As a mixed-race person (black and white), I have struggled to forge my identity and collate my African ancestry with my Hispanic heritage and my American nationality. Today, I identify strongly with my Afro-Cuban background and greatly value the history, culture, and present-day realities of its people, namely those who are of African descent. In both the United States and Cuba, black women are subjected to racism and sexism, which gnaw at their psyche and the development of their identities. Dark-skinned women, in particular, are even more vulnerable to microaggressions and societal attacks, which are manifested both explicitly and implicitly. Exposure to my father’s extended family has pushed me to check my privilege; meanwhile, my visits to Spain, where my siblings and I are surrounded by all-white family and friends, have made me hyper-aware of my blackness and all that it entails (both the banes and boons/disadvantages and the unearned privileges).

Multiculturality is a beautifully unique yet complex and confusing experience. On one hand, being with my Cuban family allows me to celebrate my blackness and my Hispanic heritage; on the other, I am made blatantly aware, by the preferential treatment that I receive, of the many privileges that I hold, not only for having been born in the United States but for having a European mother. The overlapping, and presumably contentious, facets of my identity are in fact forces which I hope to reconcile to reflect the multicultural person that I am.

++++++

# BRIEF 1
According to the passage on mixed-race identity, in which two countries are black women subjected to racism and sexism?
# BRIEF 2
Reproduce everything in the passage on mixed-race identity from "Multiculturality is a" down to "person that I am.".

# RECORDED INFORMATION

++++++

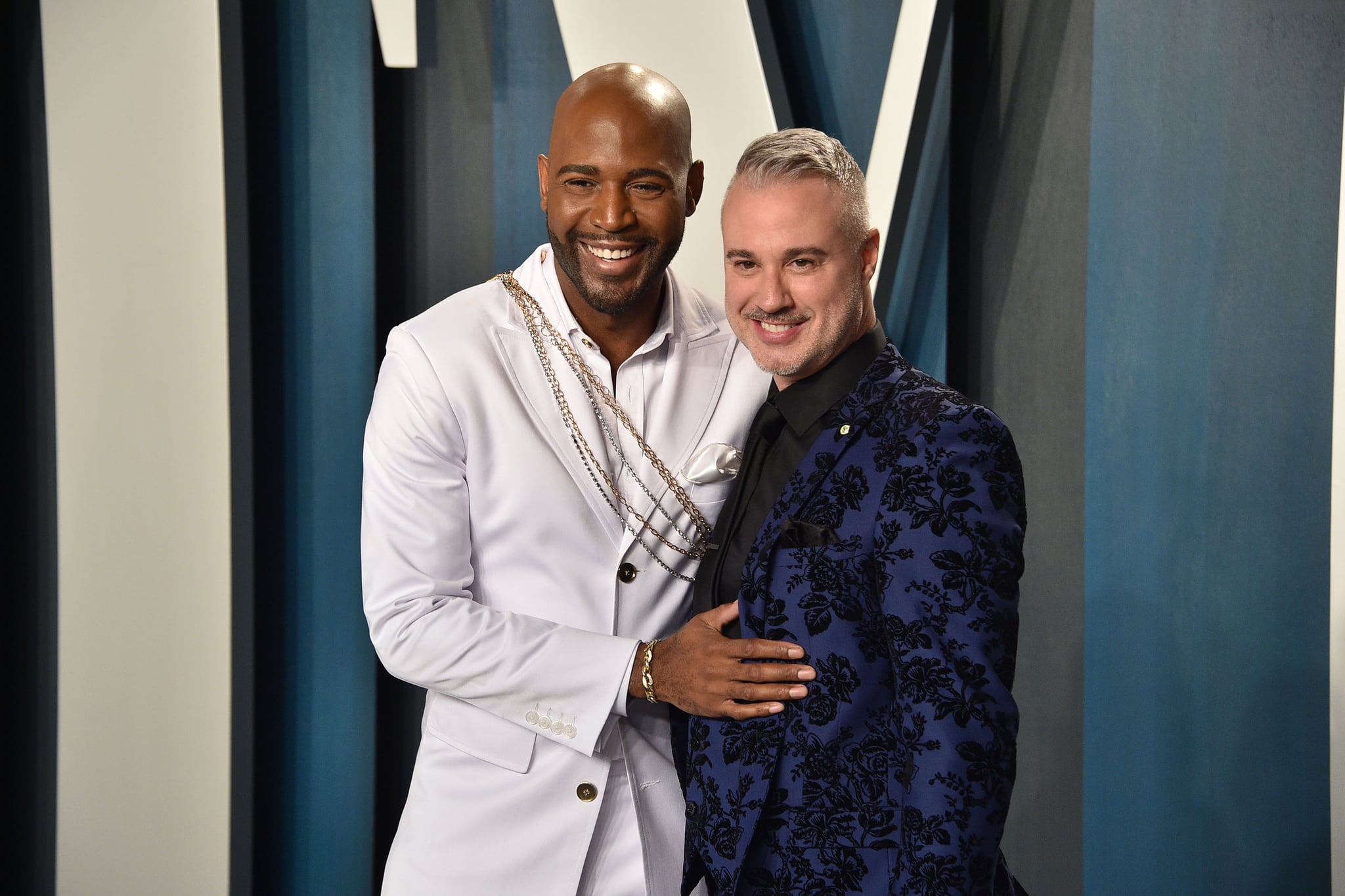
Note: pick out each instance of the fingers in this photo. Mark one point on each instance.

++++++

# EXERCISE RESPONSE 1
The United States and Cuba.

# EXERCISE RESPONSE 2
Multiculturality is a beautifully unique yet complex and confusing experience. On one hand, being with my Cuban family allows me to celebrate my blackness and my Hispanic heritage; on the other, I am made blatantly aware, by the preferential treatment that I receive, of the many privileges that I hold, not only for having been born in the United States but for having a European mother. The overlapping, and presumably contentious, facets of my identity are in fact forces which I hope to reconcile to reflect the multicultural person that I am.